*Given exercise*: Present every line of the records below as a numbered list, skipping the blank lines.

*Listed records*:
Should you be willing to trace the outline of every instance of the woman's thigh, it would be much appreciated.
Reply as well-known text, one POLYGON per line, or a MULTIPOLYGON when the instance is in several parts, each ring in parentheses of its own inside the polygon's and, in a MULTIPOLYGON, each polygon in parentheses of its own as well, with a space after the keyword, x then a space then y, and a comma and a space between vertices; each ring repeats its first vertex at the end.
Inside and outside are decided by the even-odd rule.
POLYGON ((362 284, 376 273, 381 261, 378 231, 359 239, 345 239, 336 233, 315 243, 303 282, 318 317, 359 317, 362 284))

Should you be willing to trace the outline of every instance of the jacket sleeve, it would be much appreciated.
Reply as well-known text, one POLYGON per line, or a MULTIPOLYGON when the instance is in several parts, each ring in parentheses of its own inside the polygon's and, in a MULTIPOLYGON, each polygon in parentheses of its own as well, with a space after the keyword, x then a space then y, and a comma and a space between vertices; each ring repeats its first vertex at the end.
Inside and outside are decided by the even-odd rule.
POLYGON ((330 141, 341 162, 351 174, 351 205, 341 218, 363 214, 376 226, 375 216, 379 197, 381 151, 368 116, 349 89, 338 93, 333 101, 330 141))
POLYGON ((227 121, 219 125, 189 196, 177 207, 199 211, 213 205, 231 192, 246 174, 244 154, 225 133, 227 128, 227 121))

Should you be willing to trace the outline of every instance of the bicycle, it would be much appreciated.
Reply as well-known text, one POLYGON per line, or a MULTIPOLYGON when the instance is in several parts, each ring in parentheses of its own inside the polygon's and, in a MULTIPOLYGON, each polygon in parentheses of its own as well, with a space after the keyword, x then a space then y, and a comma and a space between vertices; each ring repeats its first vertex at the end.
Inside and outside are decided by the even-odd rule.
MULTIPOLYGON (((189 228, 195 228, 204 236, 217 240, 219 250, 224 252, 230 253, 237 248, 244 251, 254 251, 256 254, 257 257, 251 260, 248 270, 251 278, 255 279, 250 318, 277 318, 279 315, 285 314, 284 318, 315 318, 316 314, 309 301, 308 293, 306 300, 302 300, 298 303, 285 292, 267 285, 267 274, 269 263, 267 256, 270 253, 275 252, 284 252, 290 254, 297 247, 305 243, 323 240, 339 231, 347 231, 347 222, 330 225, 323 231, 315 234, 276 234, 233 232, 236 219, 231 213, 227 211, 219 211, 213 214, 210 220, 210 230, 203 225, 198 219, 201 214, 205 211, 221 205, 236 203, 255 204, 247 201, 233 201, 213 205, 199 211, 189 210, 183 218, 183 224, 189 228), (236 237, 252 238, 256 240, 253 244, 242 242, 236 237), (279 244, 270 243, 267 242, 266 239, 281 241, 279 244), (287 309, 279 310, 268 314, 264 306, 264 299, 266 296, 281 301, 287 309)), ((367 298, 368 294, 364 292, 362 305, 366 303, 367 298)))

*Answer in full*:
1. Should you be willing to trace the outline of every instance of the woman's thigh, it would be much appreciated.
2. Reply as well-known text, one POLYGON per line, or a MULTIPOLYGON when the instance is in several parts, each ring in parentheses of its own inside the polygon's and, in a MULTIPOLYGON, each polygon in parentheses of its own as well, with a space after the keyword, x then a space then y, and a comma and a space between vertices; each ring repeats its first vertex at the end.
3. Inside and outside are decided by the even-odd rule.
4. POLYGON ((362 284, 376 273, 381 261, 378 231, 359 239, 345 239, 336 233, 315 243, 303 282, 318 317, 359 317, 362 284))
5. Should you be willing to trace the outline of every instance of the jacket sleeve, it would be much appreciated.
6. Reply as well-known text, one POLYGON per line, or a MULTIPOLYGON when the instance is in several parts, each ring in parentheses of its own inside the polygon's and, in a MULTIPOLYGON, each polygon in parentheses of its own as well, with a space after the keyword, x then a space then y, and a comma and a space between vertices; each ring repeats its first vertex at the end.
7. Inside and outside are decided by the even-odd rule.
8. POLYGON ((330 141, 341 162, 351 174, 351 205, 341 218, 363 214, 376 226, 375 216, 379 197, 381 151, 368 116, 349 89, 338 93, 333 101, 330 141))
9. POLYGON ((227 121, 219 125, 189 196, 177 207, 199 211, 213 205, 231 192, 246 174, 244 154, 225 133, 227 128, 227 121))
10. Should you be willing to trace the outline of every instance of the bicycle, it would be much appreciated.
11. Reply as well-known text, one POLYGON per line, or a MULTIPOLYGON when the instance is in several parts, each ring in parentheses of its own inside the polygon's and, in a MULTIPOLYGON, each polygon in parentheses of its own as well, with a space after the keyword, x then a space then y, and a comma and a space between vertices; each ring repeats its first vertex at the end.
12. Inside and outside are decided by the even-odd rule.
13. MULTIPOLYGON (((189 228, 195 228, 204 236, 217 240, 219 250, 224 252, 230 253, 237 248, 244 251, 254 251, 256 254, 257 257, 251 260, 248 270, 251 278, 255 279, 250 318, 277 318, 279 315, 285 314, 284 318, 315 318, 316 314, 309 301, 308 293, 306 300, 302 300, 298 303, 285 292, 267 285, 267 274, 269 263, 267 256, 270 253, 275 252, 284 252, 290 254, 297 247, 305 243, 323 240, 339 231, 347 231, 347 222, 330 225, 323 231, 315 234, 276 234, 233 232, 236 219, 231 213, 227 211, 219 211, 213 214, 210 220, 210 230, 203 225, 198 219, 201 214, 205 211, 221 205, 236 203, 255 204, 247 201, 233 201, 213 205, 199 211, 189 210, 183 218, 183 224, 189 228), (236 237, 252 238, 256 240, 253 244, 242 242, 236 237), (279 244, 270 243, 267 242, 266 239, 281 241, 279 244), (287 309, 279 310, 268 314, 264 306, 264 299, 266 296, 281 301, 287 309)), ((367 298, 368 294, 364 292, 362 305, 366 303, 367 298)))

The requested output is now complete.